■ **Data provided**
- - - -
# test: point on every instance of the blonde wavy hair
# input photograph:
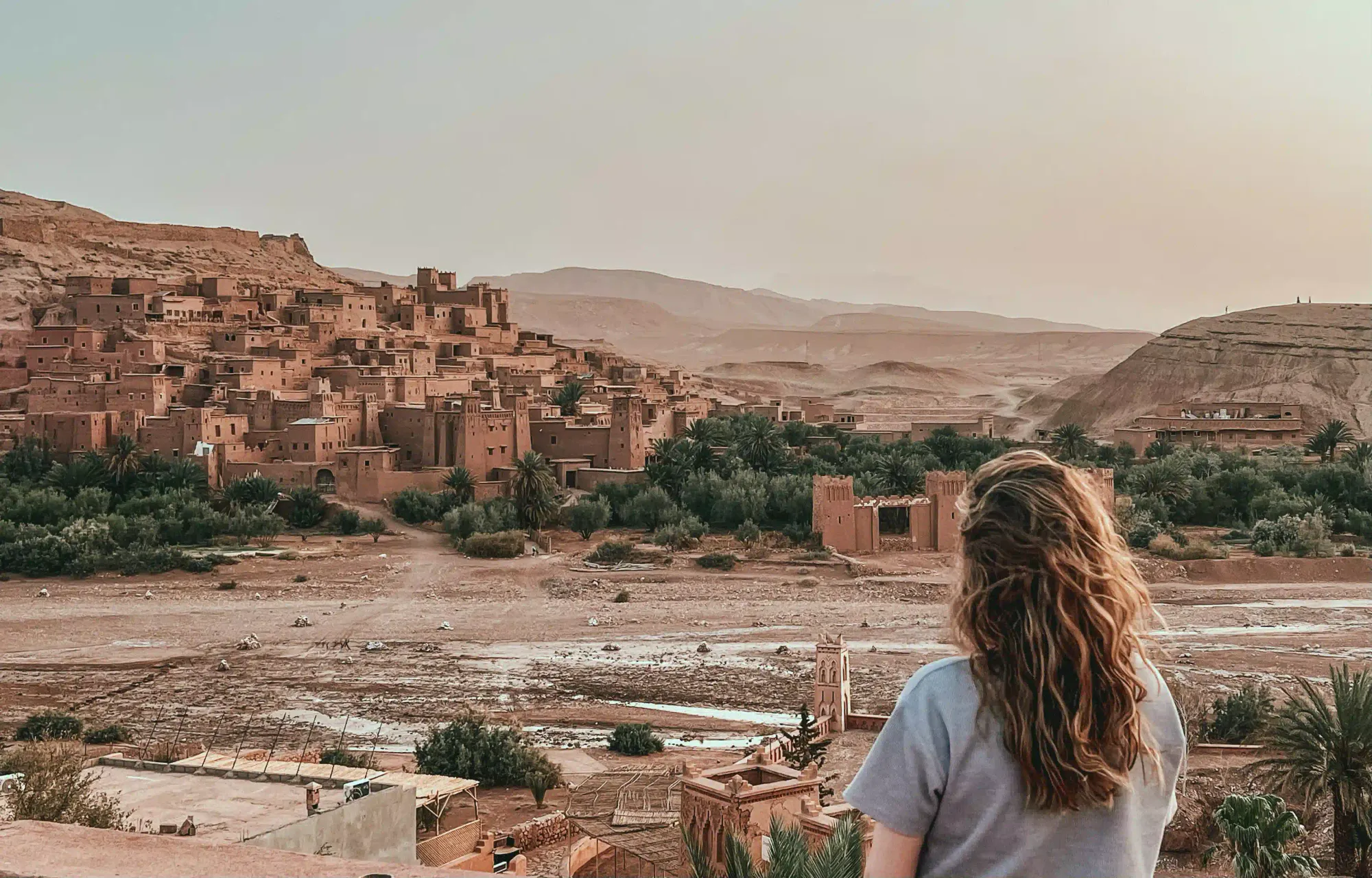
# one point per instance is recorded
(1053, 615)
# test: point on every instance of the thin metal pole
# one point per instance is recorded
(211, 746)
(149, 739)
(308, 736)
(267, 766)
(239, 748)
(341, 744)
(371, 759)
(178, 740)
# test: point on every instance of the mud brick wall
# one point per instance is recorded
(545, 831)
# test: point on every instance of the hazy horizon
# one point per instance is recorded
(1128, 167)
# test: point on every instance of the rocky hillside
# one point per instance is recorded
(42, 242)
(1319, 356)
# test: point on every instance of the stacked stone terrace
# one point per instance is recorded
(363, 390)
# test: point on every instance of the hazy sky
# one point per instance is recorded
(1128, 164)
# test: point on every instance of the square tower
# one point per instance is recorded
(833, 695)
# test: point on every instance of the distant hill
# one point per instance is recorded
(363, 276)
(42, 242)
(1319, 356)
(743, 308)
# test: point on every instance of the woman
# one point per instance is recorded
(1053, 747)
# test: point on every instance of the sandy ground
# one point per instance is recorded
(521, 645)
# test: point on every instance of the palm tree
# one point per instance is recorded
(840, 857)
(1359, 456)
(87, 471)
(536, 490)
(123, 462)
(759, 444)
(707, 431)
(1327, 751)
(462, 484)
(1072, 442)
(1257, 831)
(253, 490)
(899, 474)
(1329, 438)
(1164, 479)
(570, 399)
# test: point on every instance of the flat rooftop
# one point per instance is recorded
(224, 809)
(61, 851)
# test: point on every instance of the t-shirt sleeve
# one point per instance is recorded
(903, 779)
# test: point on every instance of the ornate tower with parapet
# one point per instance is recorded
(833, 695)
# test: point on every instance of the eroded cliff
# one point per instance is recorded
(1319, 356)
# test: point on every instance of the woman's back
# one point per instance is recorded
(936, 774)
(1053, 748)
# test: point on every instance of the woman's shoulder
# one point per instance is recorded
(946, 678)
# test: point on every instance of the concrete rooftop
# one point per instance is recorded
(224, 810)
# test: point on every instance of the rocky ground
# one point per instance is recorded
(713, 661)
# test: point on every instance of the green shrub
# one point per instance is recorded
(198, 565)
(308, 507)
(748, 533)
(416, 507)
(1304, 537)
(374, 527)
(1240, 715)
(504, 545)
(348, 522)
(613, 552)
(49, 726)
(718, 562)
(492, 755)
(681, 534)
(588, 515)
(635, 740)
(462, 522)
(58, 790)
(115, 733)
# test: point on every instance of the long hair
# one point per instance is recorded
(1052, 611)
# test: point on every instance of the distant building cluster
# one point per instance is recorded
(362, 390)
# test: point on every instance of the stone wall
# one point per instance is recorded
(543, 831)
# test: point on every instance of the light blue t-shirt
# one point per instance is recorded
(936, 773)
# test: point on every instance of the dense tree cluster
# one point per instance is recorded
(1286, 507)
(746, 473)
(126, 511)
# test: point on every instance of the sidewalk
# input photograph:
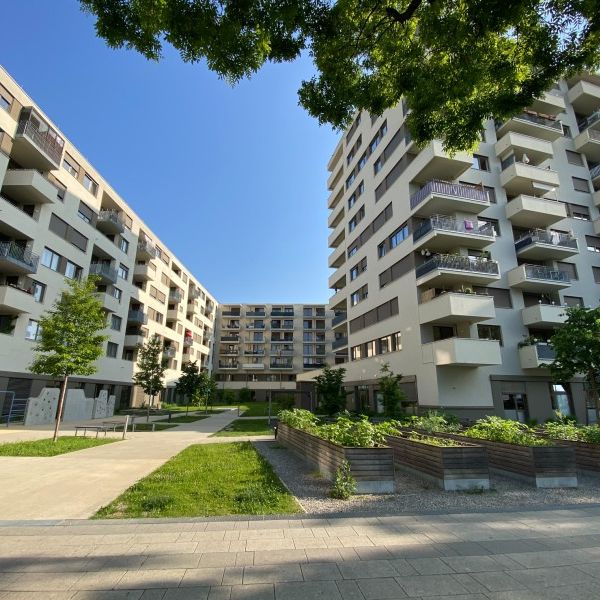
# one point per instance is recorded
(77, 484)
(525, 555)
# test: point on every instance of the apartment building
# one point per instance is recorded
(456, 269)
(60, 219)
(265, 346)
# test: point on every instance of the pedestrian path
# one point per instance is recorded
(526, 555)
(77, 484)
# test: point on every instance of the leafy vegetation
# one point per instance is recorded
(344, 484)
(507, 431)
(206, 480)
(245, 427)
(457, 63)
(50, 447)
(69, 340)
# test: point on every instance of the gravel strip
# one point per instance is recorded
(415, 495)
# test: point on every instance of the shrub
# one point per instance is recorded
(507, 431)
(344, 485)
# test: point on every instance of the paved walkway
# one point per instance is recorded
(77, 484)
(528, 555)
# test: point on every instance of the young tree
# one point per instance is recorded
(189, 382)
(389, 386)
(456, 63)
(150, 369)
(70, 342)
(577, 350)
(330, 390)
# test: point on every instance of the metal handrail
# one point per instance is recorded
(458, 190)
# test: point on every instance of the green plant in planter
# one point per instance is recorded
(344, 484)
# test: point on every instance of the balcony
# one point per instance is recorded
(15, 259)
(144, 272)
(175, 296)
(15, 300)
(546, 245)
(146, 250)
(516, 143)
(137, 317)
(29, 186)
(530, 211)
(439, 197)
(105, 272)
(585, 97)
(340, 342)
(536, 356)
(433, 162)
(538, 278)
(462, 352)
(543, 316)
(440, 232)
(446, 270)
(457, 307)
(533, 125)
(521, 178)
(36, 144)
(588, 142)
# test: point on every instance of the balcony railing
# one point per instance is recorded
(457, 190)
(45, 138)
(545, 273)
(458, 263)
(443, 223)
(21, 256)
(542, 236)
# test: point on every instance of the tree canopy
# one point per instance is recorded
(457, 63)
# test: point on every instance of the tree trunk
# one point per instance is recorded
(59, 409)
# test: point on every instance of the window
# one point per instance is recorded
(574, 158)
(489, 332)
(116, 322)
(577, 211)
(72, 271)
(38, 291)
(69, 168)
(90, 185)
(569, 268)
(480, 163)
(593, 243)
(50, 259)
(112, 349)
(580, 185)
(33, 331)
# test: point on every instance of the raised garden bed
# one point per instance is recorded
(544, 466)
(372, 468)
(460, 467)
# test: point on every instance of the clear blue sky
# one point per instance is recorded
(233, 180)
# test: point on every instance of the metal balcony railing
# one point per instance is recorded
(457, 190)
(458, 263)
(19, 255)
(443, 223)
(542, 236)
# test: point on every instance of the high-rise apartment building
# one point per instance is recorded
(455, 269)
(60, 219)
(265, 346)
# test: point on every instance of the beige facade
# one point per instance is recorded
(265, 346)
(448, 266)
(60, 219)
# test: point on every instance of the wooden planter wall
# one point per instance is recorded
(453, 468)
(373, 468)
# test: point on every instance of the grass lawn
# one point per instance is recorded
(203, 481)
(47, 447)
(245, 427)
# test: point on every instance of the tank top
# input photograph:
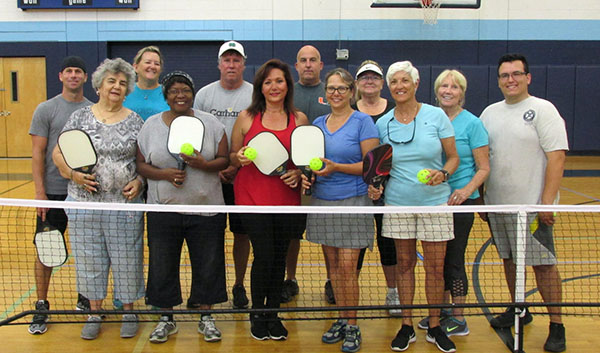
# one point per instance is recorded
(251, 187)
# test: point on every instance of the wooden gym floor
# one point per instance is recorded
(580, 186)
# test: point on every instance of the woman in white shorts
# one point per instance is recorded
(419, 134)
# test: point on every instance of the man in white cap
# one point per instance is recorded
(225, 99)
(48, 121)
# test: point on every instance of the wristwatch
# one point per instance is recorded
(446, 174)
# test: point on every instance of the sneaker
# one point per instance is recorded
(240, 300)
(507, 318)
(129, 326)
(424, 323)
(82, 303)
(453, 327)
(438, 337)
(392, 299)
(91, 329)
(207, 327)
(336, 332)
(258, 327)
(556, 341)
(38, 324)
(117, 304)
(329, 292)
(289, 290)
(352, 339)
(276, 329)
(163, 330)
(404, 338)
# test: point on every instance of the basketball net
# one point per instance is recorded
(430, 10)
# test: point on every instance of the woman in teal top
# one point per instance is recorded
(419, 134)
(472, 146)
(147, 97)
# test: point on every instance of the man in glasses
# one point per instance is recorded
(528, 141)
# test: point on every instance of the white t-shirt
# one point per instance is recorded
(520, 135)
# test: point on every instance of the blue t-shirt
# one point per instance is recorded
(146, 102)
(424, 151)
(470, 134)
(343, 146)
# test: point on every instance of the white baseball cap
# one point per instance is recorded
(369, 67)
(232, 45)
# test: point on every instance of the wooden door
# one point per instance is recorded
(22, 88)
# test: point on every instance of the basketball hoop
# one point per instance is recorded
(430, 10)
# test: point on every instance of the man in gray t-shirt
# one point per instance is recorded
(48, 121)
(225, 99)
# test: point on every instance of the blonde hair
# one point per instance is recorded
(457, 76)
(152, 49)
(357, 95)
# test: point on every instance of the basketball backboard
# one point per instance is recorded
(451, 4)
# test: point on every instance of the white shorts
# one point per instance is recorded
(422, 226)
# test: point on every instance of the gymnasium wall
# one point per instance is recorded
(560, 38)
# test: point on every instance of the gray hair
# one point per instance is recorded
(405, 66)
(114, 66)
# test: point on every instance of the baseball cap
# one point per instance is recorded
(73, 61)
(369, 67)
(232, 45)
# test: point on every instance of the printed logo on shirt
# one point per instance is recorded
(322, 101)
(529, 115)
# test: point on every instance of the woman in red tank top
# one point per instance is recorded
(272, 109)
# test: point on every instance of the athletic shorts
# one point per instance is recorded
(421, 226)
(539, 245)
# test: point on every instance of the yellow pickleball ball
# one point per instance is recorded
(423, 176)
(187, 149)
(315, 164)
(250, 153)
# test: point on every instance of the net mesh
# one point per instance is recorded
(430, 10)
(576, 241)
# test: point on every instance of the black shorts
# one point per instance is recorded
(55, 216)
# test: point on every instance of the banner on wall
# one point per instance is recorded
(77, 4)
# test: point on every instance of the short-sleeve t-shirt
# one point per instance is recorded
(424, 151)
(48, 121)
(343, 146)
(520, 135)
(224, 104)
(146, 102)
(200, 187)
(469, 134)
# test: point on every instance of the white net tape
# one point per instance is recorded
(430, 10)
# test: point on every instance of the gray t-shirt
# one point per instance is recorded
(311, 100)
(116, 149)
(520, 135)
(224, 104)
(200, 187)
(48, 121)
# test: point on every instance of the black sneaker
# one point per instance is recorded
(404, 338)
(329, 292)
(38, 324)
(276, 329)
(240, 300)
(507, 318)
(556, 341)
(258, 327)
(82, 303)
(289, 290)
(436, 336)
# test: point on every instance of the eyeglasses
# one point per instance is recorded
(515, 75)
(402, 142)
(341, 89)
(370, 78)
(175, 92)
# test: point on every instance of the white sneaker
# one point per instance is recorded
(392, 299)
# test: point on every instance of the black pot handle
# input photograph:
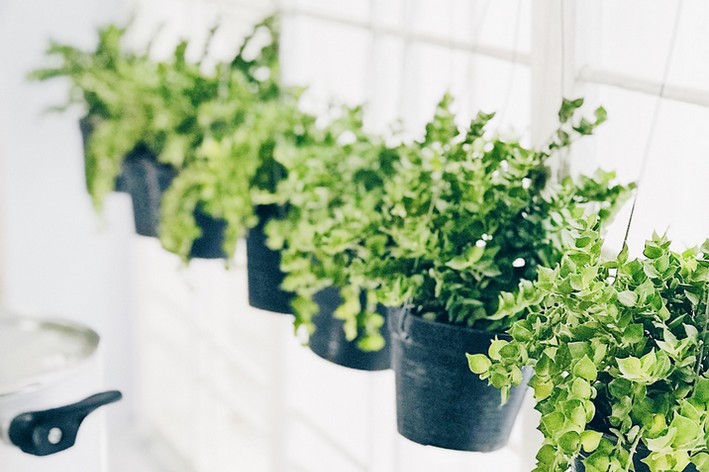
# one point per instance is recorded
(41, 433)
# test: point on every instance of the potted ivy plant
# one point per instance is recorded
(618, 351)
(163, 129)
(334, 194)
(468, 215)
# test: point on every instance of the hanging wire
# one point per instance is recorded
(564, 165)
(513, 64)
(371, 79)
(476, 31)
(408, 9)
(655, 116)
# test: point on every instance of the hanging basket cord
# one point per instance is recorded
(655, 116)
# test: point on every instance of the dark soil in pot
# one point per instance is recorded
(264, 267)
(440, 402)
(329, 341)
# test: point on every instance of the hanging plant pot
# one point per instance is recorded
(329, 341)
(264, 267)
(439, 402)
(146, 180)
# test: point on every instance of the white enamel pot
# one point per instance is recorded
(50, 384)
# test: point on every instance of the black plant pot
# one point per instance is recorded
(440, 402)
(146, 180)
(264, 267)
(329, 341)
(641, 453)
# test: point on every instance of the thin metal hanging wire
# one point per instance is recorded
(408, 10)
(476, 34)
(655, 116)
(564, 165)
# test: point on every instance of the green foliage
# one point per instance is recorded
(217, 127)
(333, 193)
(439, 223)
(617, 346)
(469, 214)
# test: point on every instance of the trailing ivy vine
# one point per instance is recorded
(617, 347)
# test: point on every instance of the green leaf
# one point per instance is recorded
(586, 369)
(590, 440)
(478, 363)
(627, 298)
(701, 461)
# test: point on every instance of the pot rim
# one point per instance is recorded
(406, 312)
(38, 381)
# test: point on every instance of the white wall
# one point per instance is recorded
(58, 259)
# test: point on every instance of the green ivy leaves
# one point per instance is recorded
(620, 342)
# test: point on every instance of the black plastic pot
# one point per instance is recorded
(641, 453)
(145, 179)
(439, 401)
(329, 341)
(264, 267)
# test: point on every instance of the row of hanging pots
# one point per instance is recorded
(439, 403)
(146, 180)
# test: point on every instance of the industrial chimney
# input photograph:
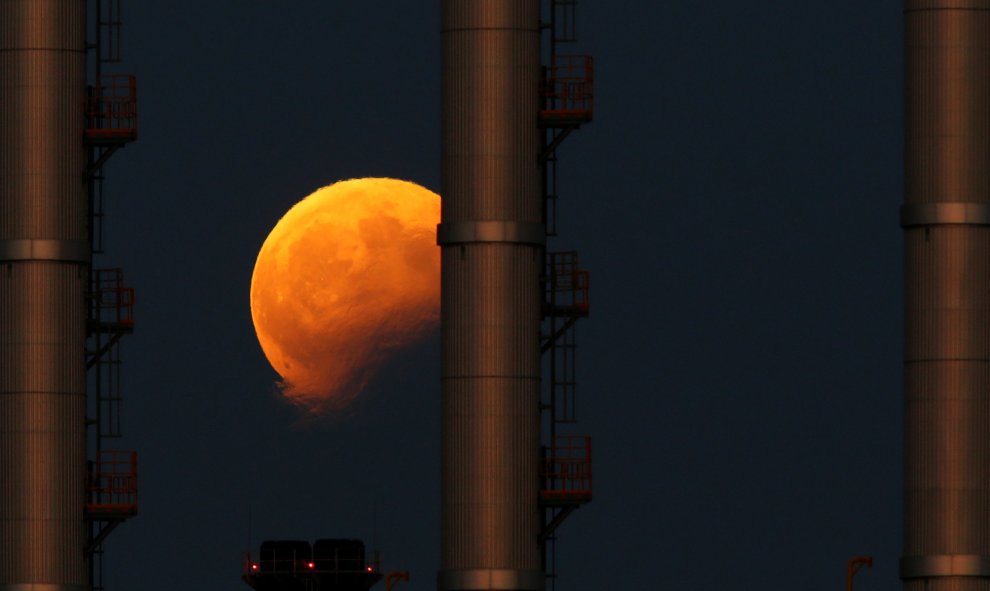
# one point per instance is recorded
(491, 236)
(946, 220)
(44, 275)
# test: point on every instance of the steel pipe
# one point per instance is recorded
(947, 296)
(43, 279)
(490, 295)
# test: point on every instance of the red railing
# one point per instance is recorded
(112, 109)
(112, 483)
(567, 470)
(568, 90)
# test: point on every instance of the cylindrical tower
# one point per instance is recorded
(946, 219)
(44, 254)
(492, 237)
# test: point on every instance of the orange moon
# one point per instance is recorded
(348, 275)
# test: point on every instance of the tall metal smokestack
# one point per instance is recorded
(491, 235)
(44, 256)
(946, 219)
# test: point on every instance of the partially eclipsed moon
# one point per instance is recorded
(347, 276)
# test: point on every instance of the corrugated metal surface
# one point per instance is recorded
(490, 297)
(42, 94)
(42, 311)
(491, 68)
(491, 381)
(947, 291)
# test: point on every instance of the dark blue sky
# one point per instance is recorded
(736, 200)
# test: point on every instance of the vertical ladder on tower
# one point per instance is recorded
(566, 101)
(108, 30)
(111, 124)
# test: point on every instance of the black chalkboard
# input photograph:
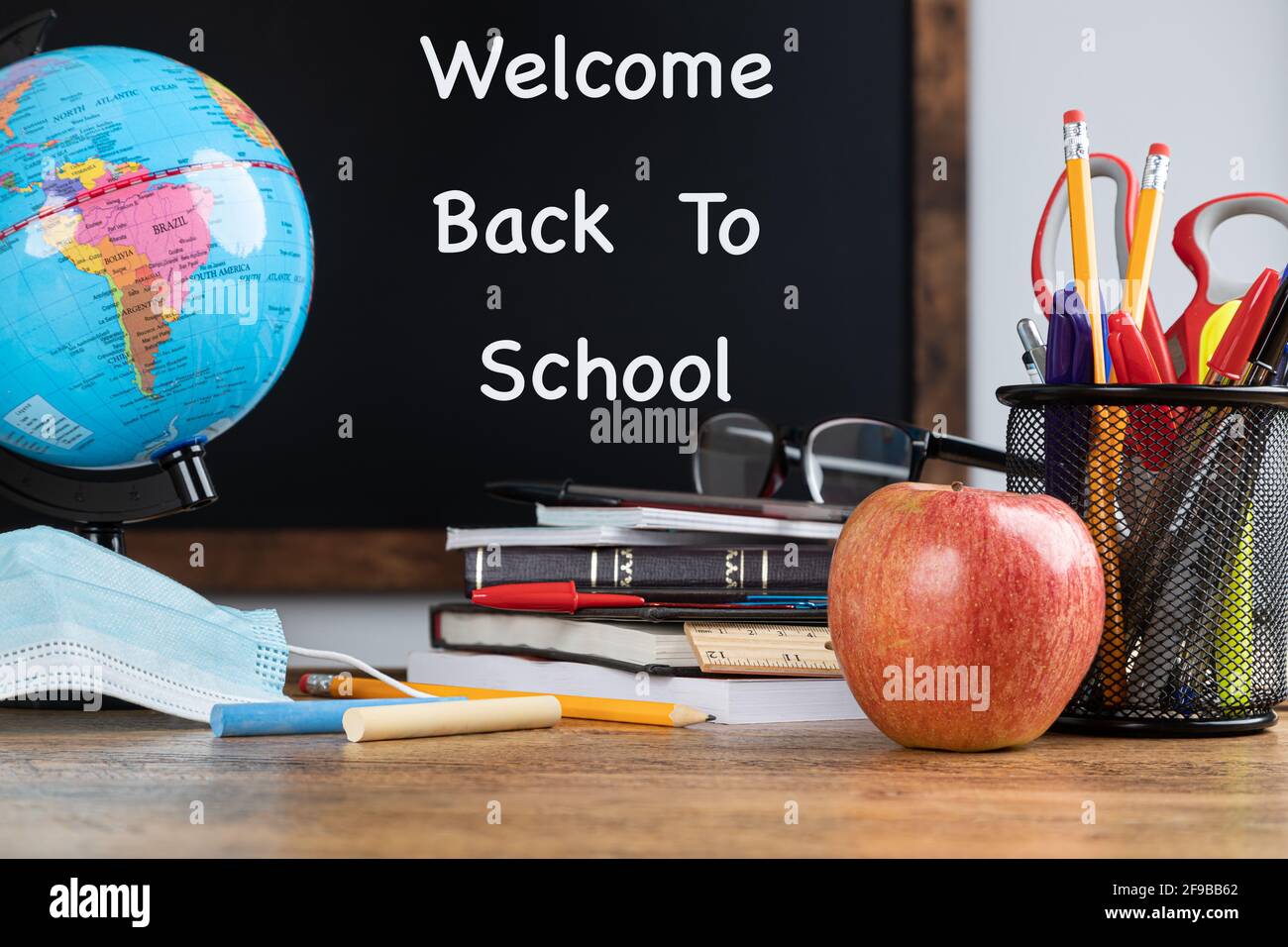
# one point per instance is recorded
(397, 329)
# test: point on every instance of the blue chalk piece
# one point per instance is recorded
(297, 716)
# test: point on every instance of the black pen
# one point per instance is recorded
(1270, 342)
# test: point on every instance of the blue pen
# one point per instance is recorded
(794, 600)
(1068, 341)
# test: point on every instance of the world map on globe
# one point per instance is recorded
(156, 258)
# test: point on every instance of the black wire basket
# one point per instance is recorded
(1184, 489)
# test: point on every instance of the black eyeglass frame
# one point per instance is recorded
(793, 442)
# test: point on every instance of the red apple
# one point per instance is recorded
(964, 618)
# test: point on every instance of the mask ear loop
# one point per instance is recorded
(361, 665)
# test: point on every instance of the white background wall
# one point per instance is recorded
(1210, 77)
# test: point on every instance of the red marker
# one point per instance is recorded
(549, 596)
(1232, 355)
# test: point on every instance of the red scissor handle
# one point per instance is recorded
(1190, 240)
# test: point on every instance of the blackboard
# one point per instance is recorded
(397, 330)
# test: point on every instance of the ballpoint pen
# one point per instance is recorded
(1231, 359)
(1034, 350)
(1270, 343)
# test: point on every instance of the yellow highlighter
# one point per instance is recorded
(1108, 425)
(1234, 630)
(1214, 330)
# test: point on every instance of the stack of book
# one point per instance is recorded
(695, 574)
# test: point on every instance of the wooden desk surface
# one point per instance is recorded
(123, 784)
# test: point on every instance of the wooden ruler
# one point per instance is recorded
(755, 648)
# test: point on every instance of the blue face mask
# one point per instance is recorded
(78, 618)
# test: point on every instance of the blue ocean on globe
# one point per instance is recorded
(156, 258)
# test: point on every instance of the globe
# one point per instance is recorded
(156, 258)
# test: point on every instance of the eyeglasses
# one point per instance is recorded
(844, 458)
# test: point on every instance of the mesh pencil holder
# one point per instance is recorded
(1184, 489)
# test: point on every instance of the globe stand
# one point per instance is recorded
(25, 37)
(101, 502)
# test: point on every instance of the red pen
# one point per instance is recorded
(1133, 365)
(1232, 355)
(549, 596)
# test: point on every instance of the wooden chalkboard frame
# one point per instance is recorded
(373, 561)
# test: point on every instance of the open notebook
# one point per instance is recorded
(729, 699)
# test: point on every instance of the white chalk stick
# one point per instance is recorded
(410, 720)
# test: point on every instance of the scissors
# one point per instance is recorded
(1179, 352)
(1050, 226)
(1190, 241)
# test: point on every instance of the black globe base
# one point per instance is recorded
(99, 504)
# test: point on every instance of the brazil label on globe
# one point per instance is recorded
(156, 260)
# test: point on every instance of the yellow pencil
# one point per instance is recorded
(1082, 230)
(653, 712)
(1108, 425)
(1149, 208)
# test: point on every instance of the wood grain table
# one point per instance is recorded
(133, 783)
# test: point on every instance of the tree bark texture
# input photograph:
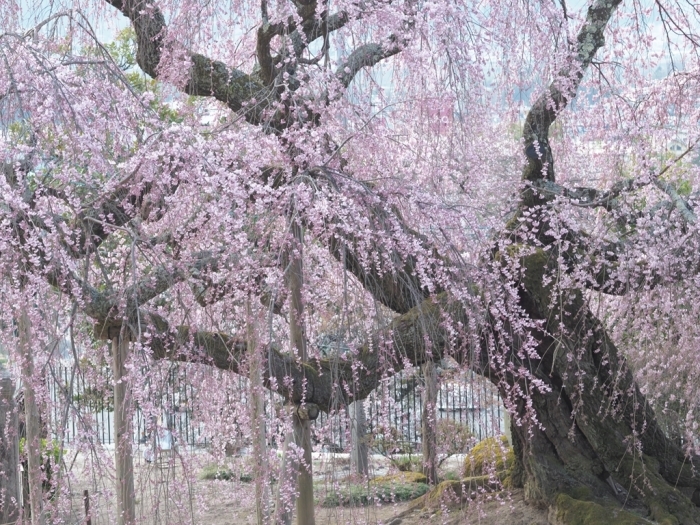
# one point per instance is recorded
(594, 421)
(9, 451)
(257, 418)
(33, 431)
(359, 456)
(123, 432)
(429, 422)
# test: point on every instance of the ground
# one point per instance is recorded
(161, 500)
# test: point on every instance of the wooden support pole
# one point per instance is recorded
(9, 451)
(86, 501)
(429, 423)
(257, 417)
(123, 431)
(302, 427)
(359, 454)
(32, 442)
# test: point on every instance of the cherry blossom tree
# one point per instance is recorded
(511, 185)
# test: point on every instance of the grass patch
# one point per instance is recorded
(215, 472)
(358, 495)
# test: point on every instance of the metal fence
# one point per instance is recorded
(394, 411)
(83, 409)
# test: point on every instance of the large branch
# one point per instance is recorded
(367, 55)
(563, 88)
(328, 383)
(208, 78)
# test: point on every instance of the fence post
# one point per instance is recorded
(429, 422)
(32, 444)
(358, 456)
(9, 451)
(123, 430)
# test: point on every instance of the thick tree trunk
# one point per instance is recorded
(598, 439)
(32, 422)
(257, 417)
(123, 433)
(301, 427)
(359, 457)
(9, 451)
- - - -
■ **Given problem**
Resize everything from the start of the entries down to the line containing "(1128, 167)", both included, by writing out every line again with its request and multiplying each point coordinate by 0.35, rounded to whole numbers with halves going up. Leave the pictures out of your answer.

■ **Full answer**
# test: point on every instance of the blonde wavy hair
# input photograph:
# one point per instance is recorded
(369, 215)
# test: point on every instance of the thin metal pole
# one point per instance is recorded
(74, 261)
(52, 259)
(108, 258)
(93, 268)
(84, 262)
(119, 260)
(130, 266)
(62, 259)
# test: point on every instance of the mud brick wall
# one point per instance is recorded
(191, 291)
# test: point on every instance of the hazy horizon
# one point per instance is recorded
(395, 58)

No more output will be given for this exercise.